### PROBLEM DESCRIPTION
What lines of the data below hold "white"? Show them.

Saved entries
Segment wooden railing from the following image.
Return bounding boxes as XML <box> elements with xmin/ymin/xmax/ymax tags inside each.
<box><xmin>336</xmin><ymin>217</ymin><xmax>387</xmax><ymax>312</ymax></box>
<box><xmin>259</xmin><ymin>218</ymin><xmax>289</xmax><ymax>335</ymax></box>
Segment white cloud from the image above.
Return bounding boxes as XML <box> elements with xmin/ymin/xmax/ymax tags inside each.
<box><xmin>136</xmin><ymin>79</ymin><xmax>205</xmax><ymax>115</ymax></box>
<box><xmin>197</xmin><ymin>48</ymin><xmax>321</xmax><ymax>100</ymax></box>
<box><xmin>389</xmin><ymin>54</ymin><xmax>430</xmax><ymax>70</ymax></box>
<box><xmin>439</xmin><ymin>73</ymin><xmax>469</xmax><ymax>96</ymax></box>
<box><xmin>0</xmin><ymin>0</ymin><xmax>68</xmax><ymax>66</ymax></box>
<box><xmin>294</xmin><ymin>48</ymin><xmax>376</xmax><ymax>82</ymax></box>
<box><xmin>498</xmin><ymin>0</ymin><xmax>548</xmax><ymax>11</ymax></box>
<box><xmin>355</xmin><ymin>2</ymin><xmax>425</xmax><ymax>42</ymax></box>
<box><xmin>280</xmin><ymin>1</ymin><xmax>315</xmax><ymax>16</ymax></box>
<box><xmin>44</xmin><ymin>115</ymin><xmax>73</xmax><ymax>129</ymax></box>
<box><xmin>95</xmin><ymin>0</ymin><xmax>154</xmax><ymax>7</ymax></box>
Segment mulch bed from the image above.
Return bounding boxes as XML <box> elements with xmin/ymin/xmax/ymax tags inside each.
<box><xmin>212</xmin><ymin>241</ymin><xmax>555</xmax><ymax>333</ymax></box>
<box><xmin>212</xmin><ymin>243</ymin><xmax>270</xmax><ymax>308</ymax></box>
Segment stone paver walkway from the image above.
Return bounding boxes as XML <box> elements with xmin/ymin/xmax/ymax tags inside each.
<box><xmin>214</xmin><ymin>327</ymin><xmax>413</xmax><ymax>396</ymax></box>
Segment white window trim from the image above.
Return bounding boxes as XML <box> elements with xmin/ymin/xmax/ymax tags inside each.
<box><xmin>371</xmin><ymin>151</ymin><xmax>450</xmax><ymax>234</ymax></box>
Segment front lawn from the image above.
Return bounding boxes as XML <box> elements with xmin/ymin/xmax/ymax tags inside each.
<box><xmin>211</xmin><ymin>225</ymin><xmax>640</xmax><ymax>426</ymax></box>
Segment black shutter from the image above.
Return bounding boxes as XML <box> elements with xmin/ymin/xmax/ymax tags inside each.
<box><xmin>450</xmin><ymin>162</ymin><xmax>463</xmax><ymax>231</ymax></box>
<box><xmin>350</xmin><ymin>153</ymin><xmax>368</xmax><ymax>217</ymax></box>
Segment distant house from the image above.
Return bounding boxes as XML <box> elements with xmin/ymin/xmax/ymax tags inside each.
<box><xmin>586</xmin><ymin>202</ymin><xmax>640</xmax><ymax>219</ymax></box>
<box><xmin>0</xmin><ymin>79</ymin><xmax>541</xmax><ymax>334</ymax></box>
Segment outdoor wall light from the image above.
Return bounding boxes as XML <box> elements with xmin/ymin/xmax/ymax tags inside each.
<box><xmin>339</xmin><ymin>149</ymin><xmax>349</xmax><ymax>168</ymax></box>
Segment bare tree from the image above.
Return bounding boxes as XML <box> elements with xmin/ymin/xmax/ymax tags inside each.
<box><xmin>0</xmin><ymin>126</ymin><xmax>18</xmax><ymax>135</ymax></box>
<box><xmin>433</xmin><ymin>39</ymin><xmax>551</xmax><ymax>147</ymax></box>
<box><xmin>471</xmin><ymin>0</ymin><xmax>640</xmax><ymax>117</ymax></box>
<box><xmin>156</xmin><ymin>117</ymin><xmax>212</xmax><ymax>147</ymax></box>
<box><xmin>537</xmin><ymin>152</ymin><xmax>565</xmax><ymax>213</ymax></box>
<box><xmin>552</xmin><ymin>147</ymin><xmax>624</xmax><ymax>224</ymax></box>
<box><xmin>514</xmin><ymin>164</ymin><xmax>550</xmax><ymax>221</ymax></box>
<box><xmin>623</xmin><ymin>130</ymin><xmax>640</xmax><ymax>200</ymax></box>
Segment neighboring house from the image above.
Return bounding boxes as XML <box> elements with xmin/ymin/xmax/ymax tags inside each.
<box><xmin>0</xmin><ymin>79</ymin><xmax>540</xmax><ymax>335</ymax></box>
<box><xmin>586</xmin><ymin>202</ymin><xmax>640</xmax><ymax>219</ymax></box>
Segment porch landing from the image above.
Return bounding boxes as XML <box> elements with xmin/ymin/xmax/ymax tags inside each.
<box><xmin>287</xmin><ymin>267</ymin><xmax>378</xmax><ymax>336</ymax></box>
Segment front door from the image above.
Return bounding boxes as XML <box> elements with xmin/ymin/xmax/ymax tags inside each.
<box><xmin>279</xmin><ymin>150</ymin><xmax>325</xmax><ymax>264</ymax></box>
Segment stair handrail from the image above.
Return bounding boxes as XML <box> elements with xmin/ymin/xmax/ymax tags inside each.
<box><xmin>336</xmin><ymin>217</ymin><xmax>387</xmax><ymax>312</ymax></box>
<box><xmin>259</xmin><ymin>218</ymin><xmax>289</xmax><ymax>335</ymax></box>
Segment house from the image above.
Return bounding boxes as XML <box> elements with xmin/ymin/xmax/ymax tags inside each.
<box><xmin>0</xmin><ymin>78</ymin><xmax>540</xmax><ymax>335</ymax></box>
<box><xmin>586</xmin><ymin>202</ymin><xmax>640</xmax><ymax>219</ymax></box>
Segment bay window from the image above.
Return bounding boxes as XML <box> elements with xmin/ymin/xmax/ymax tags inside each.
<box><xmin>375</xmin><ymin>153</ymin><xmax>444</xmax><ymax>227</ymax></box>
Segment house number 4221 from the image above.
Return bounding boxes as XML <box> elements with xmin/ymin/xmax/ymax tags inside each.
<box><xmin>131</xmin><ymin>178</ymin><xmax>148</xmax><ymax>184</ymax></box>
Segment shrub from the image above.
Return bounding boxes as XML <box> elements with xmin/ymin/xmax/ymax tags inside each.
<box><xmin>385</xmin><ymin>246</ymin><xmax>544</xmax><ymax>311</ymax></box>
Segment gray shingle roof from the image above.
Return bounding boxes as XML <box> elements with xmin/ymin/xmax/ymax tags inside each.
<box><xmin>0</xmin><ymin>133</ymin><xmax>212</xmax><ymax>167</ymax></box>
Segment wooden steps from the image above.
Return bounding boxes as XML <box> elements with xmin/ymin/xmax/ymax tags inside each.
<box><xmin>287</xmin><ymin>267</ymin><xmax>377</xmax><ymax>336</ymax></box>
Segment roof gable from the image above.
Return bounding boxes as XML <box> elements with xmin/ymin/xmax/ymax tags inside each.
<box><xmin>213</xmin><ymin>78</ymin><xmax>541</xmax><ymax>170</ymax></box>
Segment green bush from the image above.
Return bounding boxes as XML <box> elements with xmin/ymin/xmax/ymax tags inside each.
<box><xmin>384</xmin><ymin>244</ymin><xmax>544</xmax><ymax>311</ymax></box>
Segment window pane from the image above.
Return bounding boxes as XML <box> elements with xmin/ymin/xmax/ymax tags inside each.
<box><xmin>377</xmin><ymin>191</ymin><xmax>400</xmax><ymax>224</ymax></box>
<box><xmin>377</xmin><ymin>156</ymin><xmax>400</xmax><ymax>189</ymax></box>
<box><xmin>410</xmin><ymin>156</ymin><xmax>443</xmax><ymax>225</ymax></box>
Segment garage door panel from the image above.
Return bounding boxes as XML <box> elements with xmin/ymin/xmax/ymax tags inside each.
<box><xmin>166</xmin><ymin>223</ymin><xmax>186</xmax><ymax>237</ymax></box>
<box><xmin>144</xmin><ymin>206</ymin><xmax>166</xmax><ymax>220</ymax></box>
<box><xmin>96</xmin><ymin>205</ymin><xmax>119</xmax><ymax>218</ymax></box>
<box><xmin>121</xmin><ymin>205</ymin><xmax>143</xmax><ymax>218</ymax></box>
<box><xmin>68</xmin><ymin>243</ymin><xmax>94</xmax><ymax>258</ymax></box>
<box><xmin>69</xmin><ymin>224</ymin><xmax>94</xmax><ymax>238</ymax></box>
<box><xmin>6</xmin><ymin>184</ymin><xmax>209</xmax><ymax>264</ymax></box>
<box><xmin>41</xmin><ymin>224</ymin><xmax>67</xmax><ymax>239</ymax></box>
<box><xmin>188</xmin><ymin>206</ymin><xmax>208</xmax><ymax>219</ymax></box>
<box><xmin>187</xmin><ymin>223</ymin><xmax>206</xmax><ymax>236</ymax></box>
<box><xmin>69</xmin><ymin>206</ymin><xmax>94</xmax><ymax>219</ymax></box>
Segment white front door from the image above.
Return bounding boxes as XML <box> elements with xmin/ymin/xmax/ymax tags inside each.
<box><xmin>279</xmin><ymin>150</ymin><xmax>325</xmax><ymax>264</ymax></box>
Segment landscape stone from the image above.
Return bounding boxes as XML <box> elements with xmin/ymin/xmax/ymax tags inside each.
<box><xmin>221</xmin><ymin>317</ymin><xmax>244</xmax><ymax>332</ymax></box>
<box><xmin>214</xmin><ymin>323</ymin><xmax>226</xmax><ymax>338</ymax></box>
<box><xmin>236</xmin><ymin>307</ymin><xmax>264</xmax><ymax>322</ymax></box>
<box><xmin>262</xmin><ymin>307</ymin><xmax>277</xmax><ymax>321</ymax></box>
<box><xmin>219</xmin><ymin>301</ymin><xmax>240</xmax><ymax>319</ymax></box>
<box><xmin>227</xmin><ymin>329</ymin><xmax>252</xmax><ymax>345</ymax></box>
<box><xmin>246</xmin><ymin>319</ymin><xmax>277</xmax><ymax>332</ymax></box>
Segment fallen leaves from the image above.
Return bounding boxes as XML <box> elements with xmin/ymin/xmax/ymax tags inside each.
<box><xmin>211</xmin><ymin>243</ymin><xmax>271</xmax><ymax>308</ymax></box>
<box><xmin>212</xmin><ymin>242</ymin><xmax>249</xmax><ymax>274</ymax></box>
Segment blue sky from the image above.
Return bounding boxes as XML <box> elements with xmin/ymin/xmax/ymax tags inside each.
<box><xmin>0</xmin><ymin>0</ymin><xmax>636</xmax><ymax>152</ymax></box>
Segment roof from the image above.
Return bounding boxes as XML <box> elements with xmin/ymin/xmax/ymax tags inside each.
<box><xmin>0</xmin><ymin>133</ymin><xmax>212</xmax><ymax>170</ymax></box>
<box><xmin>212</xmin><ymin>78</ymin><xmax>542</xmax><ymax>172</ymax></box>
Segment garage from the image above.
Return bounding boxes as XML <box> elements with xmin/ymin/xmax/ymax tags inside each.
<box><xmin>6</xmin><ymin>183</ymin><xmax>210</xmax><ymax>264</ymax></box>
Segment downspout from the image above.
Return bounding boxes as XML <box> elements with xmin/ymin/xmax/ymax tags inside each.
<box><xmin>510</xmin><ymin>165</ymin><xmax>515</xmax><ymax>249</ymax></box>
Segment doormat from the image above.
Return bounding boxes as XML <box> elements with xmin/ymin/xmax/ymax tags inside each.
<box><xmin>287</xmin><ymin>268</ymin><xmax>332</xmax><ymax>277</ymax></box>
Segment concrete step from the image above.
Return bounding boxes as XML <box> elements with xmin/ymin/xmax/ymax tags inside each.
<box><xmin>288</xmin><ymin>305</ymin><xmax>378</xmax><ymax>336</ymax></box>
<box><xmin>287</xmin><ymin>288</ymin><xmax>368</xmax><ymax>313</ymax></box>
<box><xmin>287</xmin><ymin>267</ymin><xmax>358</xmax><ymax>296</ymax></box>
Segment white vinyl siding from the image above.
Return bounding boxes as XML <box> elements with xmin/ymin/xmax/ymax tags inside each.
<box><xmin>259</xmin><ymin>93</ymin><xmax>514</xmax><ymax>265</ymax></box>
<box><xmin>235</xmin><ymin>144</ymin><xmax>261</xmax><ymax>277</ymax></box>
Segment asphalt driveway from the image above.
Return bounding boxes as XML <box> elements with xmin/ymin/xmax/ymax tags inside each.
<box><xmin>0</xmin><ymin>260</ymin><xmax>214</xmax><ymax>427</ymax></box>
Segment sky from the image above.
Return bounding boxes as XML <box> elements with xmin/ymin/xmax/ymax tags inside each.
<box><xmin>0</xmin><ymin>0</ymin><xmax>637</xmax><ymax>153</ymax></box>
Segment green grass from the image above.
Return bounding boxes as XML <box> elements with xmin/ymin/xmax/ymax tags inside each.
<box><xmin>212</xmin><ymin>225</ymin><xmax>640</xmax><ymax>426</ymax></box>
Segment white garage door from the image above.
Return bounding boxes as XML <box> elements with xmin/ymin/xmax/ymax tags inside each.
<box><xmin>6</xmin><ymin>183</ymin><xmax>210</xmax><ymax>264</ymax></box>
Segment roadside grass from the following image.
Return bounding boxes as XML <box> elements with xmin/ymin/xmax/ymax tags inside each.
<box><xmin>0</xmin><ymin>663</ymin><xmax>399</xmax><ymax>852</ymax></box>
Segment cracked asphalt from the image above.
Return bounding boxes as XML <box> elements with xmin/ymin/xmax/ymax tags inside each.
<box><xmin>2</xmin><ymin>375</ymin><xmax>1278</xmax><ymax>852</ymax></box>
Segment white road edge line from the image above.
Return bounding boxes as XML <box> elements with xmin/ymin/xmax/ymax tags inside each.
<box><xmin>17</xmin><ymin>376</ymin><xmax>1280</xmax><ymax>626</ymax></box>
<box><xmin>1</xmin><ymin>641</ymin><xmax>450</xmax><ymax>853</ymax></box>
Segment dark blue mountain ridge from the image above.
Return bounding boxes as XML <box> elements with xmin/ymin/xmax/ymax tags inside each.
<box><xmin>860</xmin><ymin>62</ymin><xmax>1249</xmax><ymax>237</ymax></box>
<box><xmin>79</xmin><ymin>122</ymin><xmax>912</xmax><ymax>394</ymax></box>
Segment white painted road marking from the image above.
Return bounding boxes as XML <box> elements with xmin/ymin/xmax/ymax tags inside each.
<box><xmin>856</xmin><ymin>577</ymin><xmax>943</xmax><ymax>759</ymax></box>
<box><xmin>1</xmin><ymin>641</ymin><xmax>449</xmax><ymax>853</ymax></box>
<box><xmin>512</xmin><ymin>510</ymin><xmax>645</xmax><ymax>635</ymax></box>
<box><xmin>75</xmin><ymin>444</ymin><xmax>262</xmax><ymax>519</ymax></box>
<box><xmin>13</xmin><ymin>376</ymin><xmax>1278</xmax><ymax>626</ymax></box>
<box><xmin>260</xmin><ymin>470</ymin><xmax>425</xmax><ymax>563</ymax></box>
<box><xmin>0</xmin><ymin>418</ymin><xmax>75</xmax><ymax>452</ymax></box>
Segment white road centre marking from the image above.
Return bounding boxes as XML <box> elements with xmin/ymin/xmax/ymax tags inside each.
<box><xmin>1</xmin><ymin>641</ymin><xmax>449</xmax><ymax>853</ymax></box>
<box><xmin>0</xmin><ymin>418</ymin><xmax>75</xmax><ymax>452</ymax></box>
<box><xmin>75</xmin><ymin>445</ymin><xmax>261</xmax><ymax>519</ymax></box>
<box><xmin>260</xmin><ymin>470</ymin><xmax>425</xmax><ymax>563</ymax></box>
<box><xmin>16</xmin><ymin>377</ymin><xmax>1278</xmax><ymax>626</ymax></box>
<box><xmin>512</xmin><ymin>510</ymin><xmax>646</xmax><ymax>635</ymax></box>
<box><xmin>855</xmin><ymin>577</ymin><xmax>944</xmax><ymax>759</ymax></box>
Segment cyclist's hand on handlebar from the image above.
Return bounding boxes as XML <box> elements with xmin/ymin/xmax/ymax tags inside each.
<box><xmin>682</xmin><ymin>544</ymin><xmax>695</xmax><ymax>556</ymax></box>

### WRITTEN RESPONSE
Segment white cloud from the image above.
Segment white window trim from the image above.
Segment white front door from the image above.
Segment white vinyl siding from the image above.
Segment white garage door from the image above.
Segment white road edge line from the image above.
Segment white painted road marking from the image above.
Segment white road centre marking from the image above.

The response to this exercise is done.